Cinquièmement, pour que leur stratégie fonctionne, il faut évidemment que le capital y trouve un intérêt et que la facture soit payée par le monde du travail ainsi que par les exploités en général. Ce double objectif, ils vont tenter de l’atteindre par des mécanismes de marché, notamment en donnant au carbone un prix mondial reflétant plus ou moins les coûts futurs des dégâts climatiques. Dans le monde d’aujourd’hui, où l’idéologie néolibérale règne sans partage, cette idée de donner un tel prix au carbone est plutôt bien accueillie par de nombreux environnementalistes. Je n’aborderai pas ici le problème théorique inextricable de l’évaluation du coût des dégâts futurs, surtout quand ces dégâts affectent des choses qui n’ont pas de prix (en termes marxistes, elles n’en ont pas), comme la vie humaine et les écosystèmes. Indépendamment de cet aspect, il est évident qu’un prix mondial du carbone reflétant le coût des dégâts futurs revient à répercuter la facture à 100% sur les pays du Sud, au prorata de ce qu’ils achètent, alors qu’ils ne sont responsables que de 25% du changement climatique. Par ailleurs, ce prix du carbone pourrait par exemple servir à établir une taxe sur le carbone. Comme par hasard, les propositions qui circulent consistent à utiliser le produit de cette taxe pour réduire les cotisations patronales à la sécurité sociale. Et là, il y a évidemment un piège extrêmement redoutable pour le mouvement ouvrier et pour notre protection sociale, parce que, si la taxe carbone aboutit à « dé-carboniser l’économie », à un certain moment, il n’y aura plus assez de rentrées pour la sécurité sociale.

» TÂCHES DEMANDÉES
• 1. Condensez sous forme de liste le paragraphe du passage sur la taxe carbone commençant par « Cinquièmement, pour que leur stratégie fonctionne », en conservant ses faits essentiels.
• 2. Rédigez la suite du passage sur la taxe carbone, à partir de sa dernière phrase.
Les entrées ne sont d'aucune utilité pour ce travail.

» SECTION DES DONNÉES

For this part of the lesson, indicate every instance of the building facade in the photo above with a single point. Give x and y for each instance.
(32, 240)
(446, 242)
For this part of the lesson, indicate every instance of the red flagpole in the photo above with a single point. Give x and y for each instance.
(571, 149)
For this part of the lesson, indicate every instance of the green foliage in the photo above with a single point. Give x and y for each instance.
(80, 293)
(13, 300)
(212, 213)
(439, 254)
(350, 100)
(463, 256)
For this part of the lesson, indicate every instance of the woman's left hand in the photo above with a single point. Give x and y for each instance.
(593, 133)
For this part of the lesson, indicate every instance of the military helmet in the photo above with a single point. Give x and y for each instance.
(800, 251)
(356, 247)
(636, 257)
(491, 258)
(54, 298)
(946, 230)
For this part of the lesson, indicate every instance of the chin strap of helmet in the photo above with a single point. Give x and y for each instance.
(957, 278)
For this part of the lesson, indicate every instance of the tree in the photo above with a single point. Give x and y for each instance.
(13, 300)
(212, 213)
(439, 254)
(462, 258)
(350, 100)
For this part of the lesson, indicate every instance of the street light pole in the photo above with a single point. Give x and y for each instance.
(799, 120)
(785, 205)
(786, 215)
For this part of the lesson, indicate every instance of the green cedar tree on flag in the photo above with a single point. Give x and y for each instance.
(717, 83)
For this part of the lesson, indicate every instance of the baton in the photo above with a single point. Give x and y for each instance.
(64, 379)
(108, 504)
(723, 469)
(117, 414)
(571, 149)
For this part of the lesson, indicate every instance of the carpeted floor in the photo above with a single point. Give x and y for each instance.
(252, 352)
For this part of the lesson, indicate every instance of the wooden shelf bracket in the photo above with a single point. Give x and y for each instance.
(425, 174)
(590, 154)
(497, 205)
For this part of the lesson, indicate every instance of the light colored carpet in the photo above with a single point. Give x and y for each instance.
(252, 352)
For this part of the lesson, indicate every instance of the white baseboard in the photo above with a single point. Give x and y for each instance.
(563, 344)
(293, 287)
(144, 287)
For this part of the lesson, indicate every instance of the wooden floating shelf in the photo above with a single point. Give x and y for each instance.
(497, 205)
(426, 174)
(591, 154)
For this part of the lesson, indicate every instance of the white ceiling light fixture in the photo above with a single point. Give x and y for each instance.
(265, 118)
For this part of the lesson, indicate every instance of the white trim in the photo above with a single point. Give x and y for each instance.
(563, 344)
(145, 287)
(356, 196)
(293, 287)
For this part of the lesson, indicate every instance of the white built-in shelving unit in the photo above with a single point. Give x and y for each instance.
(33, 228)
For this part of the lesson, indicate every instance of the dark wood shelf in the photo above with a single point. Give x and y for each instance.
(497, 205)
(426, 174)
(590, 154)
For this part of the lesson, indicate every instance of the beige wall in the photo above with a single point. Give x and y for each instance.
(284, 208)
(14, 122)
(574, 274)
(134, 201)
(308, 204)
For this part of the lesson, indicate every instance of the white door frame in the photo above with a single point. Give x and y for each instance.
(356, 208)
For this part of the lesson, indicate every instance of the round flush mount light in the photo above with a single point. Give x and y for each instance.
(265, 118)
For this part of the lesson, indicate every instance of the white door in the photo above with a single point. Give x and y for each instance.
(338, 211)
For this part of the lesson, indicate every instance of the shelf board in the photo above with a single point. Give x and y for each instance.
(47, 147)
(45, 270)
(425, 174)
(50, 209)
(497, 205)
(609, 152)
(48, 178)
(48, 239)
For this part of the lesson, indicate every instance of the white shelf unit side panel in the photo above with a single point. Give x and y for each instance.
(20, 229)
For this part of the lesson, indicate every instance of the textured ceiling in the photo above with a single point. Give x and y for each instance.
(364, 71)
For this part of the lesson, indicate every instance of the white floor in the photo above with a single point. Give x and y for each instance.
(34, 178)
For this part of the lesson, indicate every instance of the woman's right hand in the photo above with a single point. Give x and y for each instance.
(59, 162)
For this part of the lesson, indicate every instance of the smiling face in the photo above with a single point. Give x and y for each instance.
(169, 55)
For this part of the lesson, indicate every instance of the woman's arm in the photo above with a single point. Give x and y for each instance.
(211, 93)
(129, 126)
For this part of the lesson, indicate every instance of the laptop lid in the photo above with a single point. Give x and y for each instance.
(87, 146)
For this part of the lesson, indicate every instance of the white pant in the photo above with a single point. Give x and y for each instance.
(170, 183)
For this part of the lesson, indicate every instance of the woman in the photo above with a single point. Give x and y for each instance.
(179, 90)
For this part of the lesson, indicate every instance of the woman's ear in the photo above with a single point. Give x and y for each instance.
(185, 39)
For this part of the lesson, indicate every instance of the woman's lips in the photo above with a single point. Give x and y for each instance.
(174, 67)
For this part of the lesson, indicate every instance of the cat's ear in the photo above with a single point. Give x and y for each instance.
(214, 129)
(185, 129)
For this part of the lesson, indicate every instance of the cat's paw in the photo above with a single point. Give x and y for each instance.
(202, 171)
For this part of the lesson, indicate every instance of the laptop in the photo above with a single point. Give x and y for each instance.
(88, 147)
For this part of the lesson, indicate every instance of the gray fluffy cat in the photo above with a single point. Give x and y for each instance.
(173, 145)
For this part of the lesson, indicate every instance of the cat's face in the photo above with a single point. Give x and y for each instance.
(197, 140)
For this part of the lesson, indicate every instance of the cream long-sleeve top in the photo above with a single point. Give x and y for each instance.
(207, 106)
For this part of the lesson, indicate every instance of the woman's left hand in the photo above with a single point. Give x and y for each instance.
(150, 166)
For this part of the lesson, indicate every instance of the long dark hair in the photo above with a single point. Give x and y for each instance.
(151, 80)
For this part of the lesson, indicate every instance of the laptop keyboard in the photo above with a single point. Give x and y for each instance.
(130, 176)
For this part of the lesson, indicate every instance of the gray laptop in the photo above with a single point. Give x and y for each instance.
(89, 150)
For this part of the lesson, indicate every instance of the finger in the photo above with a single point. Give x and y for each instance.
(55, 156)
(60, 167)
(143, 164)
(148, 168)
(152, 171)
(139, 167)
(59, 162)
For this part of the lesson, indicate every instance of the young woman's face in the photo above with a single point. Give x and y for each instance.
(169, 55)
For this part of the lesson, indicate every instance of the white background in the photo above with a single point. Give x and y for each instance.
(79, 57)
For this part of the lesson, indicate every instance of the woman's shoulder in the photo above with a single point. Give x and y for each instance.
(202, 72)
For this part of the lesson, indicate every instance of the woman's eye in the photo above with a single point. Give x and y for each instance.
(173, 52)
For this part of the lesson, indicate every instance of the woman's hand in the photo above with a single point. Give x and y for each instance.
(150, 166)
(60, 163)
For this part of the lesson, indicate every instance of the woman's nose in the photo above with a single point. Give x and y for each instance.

» RÉPONSES FOURNIES
• 1.
- Pour que la stratégie fonctionne, le capital doit y trouver un intérêt, et la facture doit être payée par le monde du travail et les exploités en général.
- Le moyen envisagé repose sur des mécanismes de marché, notamment un prix mondial du carbone reflétant plus ou moins les coûts futurs des dégâts climatiques. Dans un contexte néolibéral, cette idée est bien accueillie par de nombreux environnementalistes.
- La difficulté théorique d'évaluer le coût de dégâts touchant des choses sans prix, comme la vie humaine et les écosystèmes, est laissée de côté.
- Un tel prix reporterait la facture à 100 % sur les pays du Sud, au prorata de leurs achats. Or ces pays ne sont responsables que de 25 % du changement climatique.
- Ce prix pourrait servir à établir une taxe carbone. Selon les propositions en circulation, son produit réduirait les cotisations patronales à la sécurité sociale.
- Cela constitue un piège pour le mouvement ouvrier et la protection sociale : si la taxe parvient à « dé-carboniser l'économie », les rentrées de la sécurité sociale deviendront insuffisantes.

• 2.
Notre rôle
Ce que nous avons à dire, dans le mouvement pour le climat, est extrêmement important. Il faut discuter des lignes d’intervention : un programme, des activités, des mots d’ordre qui soient basés sur une analyse de classe, sur une analyse de la responsabilité du capitalisme dans ce qui est en train de se passer. Sur cette base, il faut tenter de trouver des ouvertures dans le mouvement ouvrier. C’est important parce qu’il se développe aujourd’hui ce que j’appelle une espèce de « climat de panique » dans lequel on évoque une apocalypse, une catastrophe finale due à l’activité humaine, à la présence de l’homme sur terre. Ce climat de panique est en train de gagner une influence dans le mouvement environnemental et dans les grandes associations.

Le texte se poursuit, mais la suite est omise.